● Task description:
Transcribe all the records with complete accuracy.

● Data provided:

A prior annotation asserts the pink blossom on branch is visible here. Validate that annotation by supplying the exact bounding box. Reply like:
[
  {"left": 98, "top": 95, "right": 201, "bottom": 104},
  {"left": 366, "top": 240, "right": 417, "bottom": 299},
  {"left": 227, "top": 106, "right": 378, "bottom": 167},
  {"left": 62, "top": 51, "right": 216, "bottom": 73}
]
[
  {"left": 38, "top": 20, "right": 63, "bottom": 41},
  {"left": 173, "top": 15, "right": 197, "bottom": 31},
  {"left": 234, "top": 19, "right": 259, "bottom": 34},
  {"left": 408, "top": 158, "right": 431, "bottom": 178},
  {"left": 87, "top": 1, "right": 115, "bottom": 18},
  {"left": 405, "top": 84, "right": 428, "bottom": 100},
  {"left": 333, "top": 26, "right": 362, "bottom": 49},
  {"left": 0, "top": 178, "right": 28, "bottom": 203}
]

● Final answer:
A prior annotation asserts the pink blossom on branch is visible here. Validate that annotation by supplying the exact bounding box. Reply like:
[
  {"left": 98, "top": 95, "right": 201, "bottom": 104},
  {"left": 366, "top": 240, "right": 417, "bottom": 299},
  {"left": 227, "top": 106, "right": 378, "bottom": 167},
  {"left": 62, "top": 51, "right": 216, "bottom": 73}
]
[
  {"left": 38, "top": 20, "right": 63, "bottom": 41},
  {"left": 173, "top": 15, "right": 197, "bottom": 31},
  {"left": 234, "top": 19, "right": 259, "bottom": 34},
  {"left": 408, "top": 158, "right": 431, "bottom": 178},
  {"left": 87, "top": 1, "right": 115, "bottom": 18},
  {"left": 405, "top": 84, "right": 428, "bottom": 100},
  {"left": 333, "top": 26, "right": 362, "bottom": 49},
  {"left": 0, "top": 178, "right": 28, "bottom": 203}
]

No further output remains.